* PROBLEM REQUIREMENTS
The required answer is the count of lines in the records that contain "blue", with no other text.

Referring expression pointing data

• • • •

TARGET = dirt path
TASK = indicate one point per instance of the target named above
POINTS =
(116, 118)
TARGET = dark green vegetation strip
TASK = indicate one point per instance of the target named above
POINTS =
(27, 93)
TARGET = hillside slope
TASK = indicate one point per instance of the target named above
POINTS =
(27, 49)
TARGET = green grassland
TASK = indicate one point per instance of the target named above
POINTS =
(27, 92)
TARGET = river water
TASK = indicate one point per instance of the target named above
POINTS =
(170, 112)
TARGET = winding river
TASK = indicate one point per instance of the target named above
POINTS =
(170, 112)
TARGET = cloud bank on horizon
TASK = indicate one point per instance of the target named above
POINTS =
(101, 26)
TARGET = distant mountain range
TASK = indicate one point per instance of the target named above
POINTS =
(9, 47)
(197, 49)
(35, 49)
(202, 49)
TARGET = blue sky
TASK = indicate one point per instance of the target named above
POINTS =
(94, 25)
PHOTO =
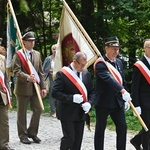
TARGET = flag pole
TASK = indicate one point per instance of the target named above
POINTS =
(22, 45)
(99, 54)
(81, 28)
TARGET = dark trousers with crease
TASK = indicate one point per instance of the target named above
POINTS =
(118, 117)
(72, 135)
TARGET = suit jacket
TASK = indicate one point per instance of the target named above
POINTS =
(140, 88)
(47, 67)
(63, 91)
(22, 87)
(3, 95)
(107, 89)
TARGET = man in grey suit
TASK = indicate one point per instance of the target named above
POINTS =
(74, 93)
(25, 91)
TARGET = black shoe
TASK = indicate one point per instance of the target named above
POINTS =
(25, 141)
(7, 148)
(135, 144)
(35, 139)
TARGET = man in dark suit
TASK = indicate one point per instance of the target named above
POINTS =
(141, 96)
(74, 93)
(25, 90)
(110, 95)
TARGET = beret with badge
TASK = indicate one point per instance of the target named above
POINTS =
(111, 41)
(29, 36)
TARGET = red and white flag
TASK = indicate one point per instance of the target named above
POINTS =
(70, 41)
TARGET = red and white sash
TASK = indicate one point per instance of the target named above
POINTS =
(114, 71)
(143, 69)
(25, 64)
(2, 83)
(76, 81)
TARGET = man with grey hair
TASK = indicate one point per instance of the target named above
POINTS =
(74, 92)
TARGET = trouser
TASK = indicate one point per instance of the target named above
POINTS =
(22, 102)
(145, 135)
(4, 127)
(72, 135)
(118, 117)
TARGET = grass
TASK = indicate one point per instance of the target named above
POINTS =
(132, 122)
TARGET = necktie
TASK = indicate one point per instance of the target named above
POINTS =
(31, 57)
(78, 74)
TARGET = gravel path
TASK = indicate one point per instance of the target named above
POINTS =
(50, 134)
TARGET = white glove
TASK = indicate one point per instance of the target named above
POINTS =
(86, 107)
(126, 96)
(77, 98)
(126, 106)
(138, 109)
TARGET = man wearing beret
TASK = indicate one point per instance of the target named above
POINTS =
(111, 95)
(25, 91)
(5, 97)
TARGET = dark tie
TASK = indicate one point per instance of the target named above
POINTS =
(78, 74)
(31, 57)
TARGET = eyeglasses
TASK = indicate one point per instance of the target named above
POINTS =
(82, 65)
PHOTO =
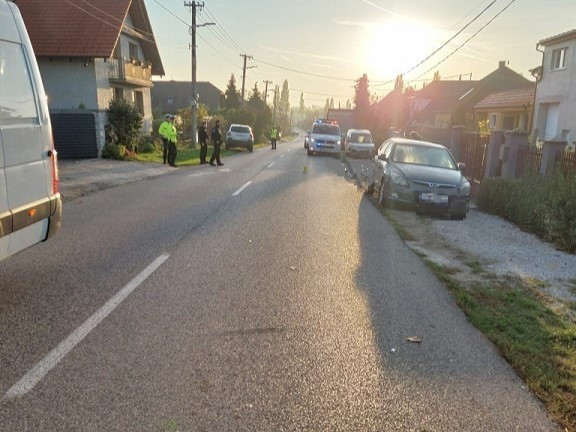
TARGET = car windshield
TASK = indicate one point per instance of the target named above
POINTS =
(421, 155)
(361, 138)
(326, 129)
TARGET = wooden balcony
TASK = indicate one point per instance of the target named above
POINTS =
(130, 72)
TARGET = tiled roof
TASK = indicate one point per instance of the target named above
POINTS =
(86, 28)
(507, 99)
(571, 34)
(74, 28)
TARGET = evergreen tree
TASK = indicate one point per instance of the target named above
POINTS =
(362, 109)
(232, 95)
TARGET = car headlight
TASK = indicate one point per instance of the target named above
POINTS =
(398, 179)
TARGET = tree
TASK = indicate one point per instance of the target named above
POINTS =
(232, 96)
(362, 109)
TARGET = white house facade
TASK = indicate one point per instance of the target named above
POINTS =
(555, 100)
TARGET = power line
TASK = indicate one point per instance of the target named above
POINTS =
(467, 40)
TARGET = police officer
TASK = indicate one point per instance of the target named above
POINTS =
(173, 140)
(203, 140)
(273, 137)
(216, 137)
(163, 131)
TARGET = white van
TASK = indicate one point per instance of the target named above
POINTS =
(30, 205)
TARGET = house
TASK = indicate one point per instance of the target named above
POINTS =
(88, 54)
(171, 96)
(508, 110)
(555, 102)
(449, 103)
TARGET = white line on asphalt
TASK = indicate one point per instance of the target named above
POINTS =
(44, 366)
(242, 188)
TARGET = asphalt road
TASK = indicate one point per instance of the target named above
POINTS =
(251, 297)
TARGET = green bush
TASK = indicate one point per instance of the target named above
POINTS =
(543, 206)
(114, 151)
(125, 122)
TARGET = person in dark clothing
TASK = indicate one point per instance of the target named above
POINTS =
(216, 137)
(203, 140)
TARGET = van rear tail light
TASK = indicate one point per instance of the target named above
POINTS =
(55, 175)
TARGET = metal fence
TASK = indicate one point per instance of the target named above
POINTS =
(529, 160)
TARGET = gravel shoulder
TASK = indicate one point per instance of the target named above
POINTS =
(482, 245)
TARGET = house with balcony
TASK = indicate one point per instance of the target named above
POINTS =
(88, 54)
(555, 102)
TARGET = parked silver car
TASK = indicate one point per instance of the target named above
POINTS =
(423, 175)
(240, 136)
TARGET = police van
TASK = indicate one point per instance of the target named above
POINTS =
(324, 137)
(30, 204)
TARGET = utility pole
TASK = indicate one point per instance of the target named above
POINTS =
(194, 97)
(266, 89)
(246, 57)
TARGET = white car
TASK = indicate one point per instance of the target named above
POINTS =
(240, 136)
(359, 142)
(325, 137)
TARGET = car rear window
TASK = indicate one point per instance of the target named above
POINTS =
(326, 129)
(361, 138)
(241, 129)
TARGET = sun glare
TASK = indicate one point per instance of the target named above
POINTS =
(397, 46)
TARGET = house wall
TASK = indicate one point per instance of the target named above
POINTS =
(69, 84)
(558, 87)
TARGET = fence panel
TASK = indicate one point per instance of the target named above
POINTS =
(529, 160)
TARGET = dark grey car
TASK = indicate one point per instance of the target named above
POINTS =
(423, 175)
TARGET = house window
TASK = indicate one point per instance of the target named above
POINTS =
(493, 118)
(139, 101)
(558, 59)
(133, 51)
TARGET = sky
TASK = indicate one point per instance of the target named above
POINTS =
(321, 47)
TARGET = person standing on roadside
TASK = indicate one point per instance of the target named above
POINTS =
(163, 131)
(203, 140)
(273, 137)
(173, 138)
(216, 137)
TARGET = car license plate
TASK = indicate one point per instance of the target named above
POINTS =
(433, 198)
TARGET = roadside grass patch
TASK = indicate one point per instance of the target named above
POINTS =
(538, 342)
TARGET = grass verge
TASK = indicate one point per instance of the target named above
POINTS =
(535, 336)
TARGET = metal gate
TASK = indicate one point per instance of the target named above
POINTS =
(74, 135)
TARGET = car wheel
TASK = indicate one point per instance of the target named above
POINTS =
(382, 195)
(458, 215)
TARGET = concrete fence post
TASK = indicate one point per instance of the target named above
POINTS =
(514, 141)
(456, 140)
(549, 152)
(493, 154)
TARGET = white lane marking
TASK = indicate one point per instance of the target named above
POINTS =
(242, 188)
(44, 366)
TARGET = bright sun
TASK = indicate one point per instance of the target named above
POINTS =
(397, 46)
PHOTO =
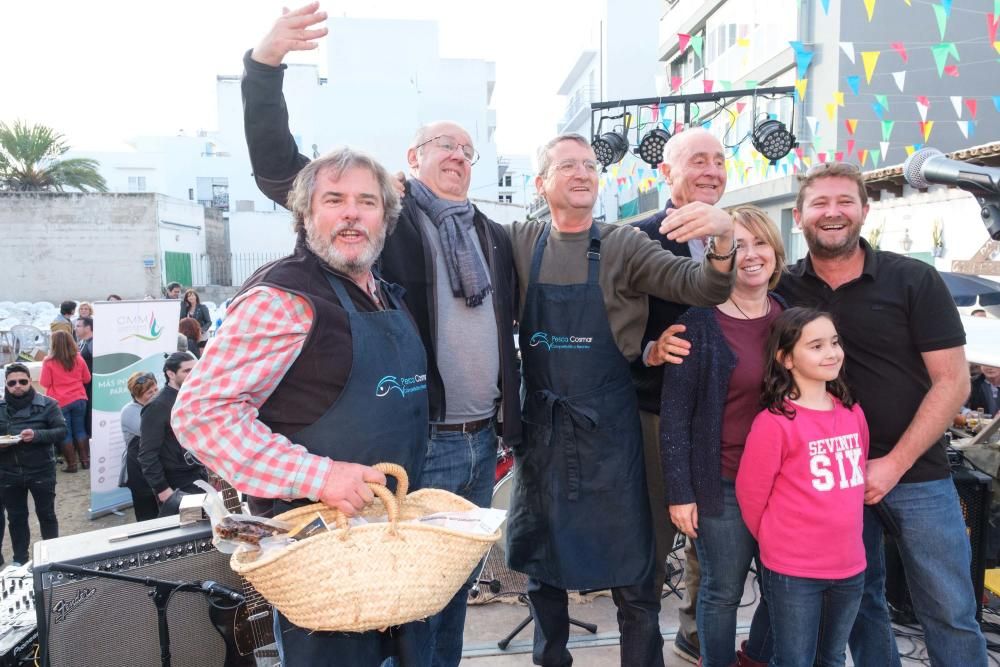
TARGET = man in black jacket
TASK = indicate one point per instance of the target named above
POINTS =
(456, 267)
(166, 465)
(696, 174)
(28, 465)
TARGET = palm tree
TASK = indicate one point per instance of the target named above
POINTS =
(29, 161)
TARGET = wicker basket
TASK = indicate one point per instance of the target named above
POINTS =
(373, 576)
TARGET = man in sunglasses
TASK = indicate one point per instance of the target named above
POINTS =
(29, 463)
(455, 266)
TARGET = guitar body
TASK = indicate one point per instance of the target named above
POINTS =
(248, 627)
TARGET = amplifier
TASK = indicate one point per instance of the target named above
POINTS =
(87, 620)
(974, 493)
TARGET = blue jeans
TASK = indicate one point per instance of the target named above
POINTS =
(811, 618)
(465, 464)
(725, 550)
(75, 415)
(936, 557)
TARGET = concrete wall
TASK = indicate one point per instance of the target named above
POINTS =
(68, 246)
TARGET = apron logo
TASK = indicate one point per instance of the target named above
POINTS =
(560, 342)
(404, 386)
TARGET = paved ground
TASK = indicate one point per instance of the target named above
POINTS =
(486, 624)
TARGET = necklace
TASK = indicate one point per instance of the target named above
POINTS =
(767, 308)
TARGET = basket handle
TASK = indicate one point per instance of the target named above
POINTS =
(388, 500)
(402, 479)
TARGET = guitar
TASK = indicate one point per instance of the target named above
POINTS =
(248, 629)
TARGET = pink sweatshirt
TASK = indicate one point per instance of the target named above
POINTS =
(801, 489)
(65, 386)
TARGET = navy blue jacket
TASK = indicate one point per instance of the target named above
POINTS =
(691, 414)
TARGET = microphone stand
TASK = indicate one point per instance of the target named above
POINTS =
(161, 590)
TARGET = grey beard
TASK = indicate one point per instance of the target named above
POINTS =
(324, 249)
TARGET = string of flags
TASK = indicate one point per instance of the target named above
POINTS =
(895, 132)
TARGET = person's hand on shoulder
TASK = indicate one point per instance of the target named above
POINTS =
(346, 486)
(290, 33)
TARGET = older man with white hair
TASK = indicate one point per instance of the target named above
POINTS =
(455, 266)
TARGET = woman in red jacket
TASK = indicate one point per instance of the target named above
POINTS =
(64, 375)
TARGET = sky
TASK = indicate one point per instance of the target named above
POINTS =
(102, 71)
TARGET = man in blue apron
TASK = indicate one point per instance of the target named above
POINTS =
(316, 374)
(579, 516)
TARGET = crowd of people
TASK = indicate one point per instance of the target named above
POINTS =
(674, 375)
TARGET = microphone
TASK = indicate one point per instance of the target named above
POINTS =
(222, 591)
(929, 165)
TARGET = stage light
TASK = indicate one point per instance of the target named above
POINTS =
(610, 147)
(773, 140)
(652, 145)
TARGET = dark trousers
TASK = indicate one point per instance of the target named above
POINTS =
(14, 490)
(638, 622)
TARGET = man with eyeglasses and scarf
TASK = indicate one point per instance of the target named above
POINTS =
(456, 268)
(28, 464)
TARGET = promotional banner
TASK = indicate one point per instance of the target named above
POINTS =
(129, 336)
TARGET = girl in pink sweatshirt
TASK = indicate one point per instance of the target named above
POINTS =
(800, 488)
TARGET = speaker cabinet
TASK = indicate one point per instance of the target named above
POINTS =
(974, 493)
(87, 620)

• • • •

* TASK RESULT
4